▶ **Set task**: Continue the account of the visit to Scotland's Secret Bunker, starting right after its final sentence.

** BEGIN Quoted text **

A visit to Scotland’s once underground government safe haven



“See for yourself how they would’ve survived and how you wouldn’t,” read the sign at the end of the driveway. As I approached the site, waved on by a group of men carrying replica rifles, the outline of a missile began to emerge through the dense fog. All of this, combined with a lingering hangover, made for an appropriately disconcerting start to my tour of Scotland’s Secret Bunker.

 

Built in 1951 and operational until 1993, the declassified structure now functions as a museum, open daily from February to October. The bunker is located about 15 minutes from St Andrews, with frequent signage ensuring — rather ironically — that it’s anything but secret.

 

Boasting over 20,000 square feet of prime apocalyptic real estate and reinforced by 15 feet of concrete and a pair of 1.5-ton blast doors, the bunker was originally designed as a radar station to provide a crucial early warning in the event of the ever-feared Soviet air attack. However, with the adoption of more advanced radar-jamming technology, as well as the preference towards missiles over planes, the entire radar system was made obsolete in only a few years, meaning the government had to adapt.

 

By the ‘70s, it had assumed the form for which it is now so well-known: a bunker ready to act as an emergency centre for the government in the event of a nuclear war. Its area of responsibility was the largest of any command centre of its kind, ranging from Fife all the way into the Highlands.

 

While St Andrews students rocked flared jeans and munched on prawn cocktails, the bunker was prepared to take up to 300 people in the event of a nuclear attack. This number included some of the most senior politicians in Scotland and reportedly even scientific advisors from our university. 

 

However, you wouldn't be able to tell all this from the outside. Apart from the odd missile carrier here and tank there, brought in as part of the bunker’s ‘90s conversion to a museum, it’s about as inconspicuous as can be. The entrance — now a well-stocked gift shop — was built to look like a simple Fife farmhouse. With all construction workers signing the Official Secrets Acts, and its thick reinforced concrete hidden behind a traditional stone façade, the building appears more like a potential venue for the next Barn Bash or Welly Ball than the entrance and former guardhouse for what its website describes as “Scotland’s best kept secret.”

 

“This bunker here is the best preserved across the UK,” said Dr Sean Kinnear. The current curator of the museum, Kinnear has trawled through the relevant archival material on the site and his academic works include an article investigating the architectural fate of four Scottish nuclear bunkers after the Cold War.

** END Quoted text **
** BEGIN Provided material **

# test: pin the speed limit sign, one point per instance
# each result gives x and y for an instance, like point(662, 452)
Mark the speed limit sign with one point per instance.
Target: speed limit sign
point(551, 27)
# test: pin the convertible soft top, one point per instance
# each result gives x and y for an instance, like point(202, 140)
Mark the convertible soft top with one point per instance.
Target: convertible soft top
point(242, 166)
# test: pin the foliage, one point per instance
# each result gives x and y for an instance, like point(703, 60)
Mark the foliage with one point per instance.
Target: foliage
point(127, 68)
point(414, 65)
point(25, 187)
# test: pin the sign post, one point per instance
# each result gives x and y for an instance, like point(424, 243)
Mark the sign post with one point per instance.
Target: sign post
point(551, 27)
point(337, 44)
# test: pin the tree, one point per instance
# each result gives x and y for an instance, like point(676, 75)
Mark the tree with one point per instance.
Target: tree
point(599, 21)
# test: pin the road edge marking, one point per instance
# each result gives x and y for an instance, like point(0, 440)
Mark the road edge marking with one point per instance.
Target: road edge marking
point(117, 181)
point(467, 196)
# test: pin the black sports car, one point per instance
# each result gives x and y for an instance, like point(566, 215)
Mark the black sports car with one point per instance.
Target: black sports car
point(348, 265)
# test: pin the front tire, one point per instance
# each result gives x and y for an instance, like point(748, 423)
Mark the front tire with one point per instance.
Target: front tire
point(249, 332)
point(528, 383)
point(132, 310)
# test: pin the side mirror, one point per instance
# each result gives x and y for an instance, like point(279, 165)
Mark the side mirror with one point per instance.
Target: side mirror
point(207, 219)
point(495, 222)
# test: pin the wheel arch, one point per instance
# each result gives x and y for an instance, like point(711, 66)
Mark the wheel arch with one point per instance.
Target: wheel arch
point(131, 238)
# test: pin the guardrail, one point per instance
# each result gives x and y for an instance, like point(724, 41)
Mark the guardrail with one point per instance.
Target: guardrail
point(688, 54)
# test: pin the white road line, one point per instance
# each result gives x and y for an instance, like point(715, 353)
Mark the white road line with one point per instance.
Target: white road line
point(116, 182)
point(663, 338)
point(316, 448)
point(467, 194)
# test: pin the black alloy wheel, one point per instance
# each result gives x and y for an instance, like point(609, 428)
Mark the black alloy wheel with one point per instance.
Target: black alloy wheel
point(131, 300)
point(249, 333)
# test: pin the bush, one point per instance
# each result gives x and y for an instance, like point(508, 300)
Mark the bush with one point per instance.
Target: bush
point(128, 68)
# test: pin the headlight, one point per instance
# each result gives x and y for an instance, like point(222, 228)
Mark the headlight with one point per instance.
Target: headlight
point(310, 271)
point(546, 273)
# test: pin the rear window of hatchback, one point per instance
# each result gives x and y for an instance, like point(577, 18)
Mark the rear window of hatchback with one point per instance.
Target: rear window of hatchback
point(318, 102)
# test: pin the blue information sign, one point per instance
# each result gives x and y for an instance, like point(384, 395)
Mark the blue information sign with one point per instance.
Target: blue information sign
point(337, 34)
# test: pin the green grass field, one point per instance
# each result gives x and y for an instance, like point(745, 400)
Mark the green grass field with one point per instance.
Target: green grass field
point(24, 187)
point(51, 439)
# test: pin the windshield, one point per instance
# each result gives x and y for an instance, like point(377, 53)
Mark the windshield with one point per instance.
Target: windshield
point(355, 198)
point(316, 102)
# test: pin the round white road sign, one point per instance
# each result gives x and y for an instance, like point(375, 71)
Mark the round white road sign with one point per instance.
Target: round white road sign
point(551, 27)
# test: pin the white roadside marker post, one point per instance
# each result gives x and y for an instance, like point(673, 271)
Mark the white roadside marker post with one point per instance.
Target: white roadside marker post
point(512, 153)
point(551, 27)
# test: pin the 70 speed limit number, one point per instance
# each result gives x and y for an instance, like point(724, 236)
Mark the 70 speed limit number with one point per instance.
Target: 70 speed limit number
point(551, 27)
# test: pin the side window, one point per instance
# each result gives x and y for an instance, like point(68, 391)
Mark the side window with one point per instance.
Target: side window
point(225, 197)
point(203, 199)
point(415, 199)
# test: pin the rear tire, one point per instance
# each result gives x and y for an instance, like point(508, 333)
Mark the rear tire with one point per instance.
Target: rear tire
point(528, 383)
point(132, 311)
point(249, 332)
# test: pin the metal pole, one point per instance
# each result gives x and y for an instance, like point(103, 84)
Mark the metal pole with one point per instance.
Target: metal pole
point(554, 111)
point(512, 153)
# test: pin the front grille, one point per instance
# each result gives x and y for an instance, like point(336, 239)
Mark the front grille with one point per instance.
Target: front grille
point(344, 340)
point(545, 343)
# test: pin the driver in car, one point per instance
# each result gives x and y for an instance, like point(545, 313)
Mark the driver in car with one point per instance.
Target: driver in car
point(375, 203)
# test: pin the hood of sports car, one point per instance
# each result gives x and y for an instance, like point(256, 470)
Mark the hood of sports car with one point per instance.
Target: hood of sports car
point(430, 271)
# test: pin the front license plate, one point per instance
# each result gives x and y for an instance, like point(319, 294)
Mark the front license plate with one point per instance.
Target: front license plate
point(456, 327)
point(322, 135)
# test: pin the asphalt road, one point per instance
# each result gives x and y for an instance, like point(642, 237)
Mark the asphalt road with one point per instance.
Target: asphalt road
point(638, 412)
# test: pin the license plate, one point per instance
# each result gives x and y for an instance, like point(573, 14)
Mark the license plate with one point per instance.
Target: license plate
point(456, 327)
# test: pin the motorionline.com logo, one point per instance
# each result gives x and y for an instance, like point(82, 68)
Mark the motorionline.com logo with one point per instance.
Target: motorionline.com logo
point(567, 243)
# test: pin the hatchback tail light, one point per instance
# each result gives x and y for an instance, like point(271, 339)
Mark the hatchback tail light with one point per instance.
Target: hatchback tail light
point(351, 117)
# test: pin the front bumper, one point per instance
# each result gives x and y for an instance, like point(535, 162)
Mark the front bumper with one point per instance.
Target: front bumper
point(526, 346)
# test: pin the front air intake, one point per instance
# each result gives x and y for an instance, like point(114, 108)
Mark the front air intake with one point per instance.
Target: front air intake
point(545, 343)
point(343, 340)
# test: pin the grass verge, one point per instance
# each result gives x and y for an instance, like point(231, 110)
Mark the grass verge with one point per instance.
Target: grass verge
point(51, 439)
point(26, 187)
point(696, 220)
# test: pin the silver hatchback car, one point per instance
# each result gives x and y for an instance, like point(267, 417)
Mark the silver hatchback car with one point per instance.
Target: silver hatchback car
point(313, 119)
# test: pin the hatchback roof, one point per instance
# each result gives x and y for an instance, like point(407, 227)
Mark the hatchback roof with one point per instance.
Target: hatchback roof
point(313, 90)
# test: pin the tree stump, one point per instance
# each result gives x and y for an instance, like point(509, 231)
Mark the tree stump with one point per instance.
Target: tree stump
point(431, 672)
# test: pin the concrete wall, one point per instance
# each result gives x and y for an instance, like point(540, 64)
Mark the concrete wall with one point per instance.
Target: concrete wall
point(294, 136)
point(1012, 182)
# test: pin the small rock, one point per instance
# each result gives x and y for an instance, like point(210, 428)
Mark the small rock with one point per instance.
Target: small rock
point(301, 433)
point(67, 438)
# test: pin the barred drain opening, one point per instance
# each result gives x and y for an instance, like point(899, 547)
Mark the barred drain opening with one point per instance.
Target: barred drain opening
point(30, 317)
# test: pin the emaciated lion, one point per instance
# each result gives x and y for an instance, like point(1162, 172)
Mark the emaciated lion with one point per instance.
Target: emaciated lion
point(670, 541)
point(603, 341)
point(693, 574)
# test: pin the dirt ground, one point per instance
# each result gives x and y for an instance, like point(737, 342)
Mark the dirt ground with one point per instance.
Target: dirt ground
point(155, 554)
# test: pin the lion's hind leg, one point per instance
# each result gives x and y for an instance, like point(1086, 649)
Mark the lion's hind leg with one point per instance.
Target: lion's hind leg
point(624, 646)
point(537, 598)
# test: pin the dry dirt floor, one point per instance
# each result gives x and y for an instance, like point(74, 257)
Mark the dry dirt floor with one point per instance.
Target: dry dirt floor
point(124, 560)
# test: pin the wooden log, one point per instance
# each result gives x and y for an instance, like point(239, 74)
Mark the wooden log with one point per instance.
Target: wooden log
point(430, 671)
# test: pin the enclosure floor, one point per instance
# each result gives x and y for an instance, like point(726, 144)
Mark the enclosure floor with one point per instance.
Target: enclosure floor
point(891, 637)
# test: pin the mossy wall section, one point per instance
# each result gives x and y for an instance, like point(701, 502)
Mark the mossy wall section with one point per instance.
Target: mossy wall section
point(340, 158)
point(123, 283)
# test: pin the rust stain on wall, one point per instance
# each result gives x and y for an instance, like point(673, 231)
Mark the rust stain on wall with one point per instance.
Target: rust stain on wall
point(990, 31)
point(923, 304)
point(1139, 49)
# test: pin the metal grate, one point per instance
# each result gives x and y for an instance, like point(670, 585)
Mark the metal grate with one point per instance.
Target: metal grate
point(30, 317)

** END Provided material **

▶ **Written answer**:
 

Though I met him in the museum’s ‘Officers Mess Café’ — a place adorned with more Union Jack bunting than a jubilee street party — Kinnear insisted that we go to a more authentic environment to conduct our interview. 

 

For this, we ventured down to the bunker’s bottom level and into the private office for the Minister of State. With a large window overlooking the central control room, where entire government departments were reduced to just a few desks, this is where the most senior official in the bunker would have made the key decisions during wartime. 

 

The chatter of morse code filled the room. Like much of the rest of the bunker, the office has been kept as faithful to its historic form as possible: “What you see is what it was back then,” stated Kinnear. “It’s like a time capsule.”

 

He points out that even “the furniture we’re sitting on” is unchanged, and that the cabinets next to us “still have some of the original files.” This is a rather sobering statement, with some of the cabinets’ labels reading “Graves for Body Disposal” and “Refugee Camps.” 

 

Of course, this is an irrefutable part of the nature of the bunker. From the friendly ‘bunker cats’ that roam the halls to the German techno music video Kinnear says was filmed on-site, it’s sometimes easy to forget the bunker’s sobering purpose. Constructed during an age of near constant paranoia, it was a place in which few wanted to end up. 

 

If the Cold War turned hot, killing millions and destroying entire cities, officials would’ve had to make the unthinkable decision between doing their duty or staying with their loved ones. In fact, the museum describes how, during a 1988 war game in which nuclear strikes on Scotland were simulated, some of those involved simply refused to take part, already having decided they would remain with their families.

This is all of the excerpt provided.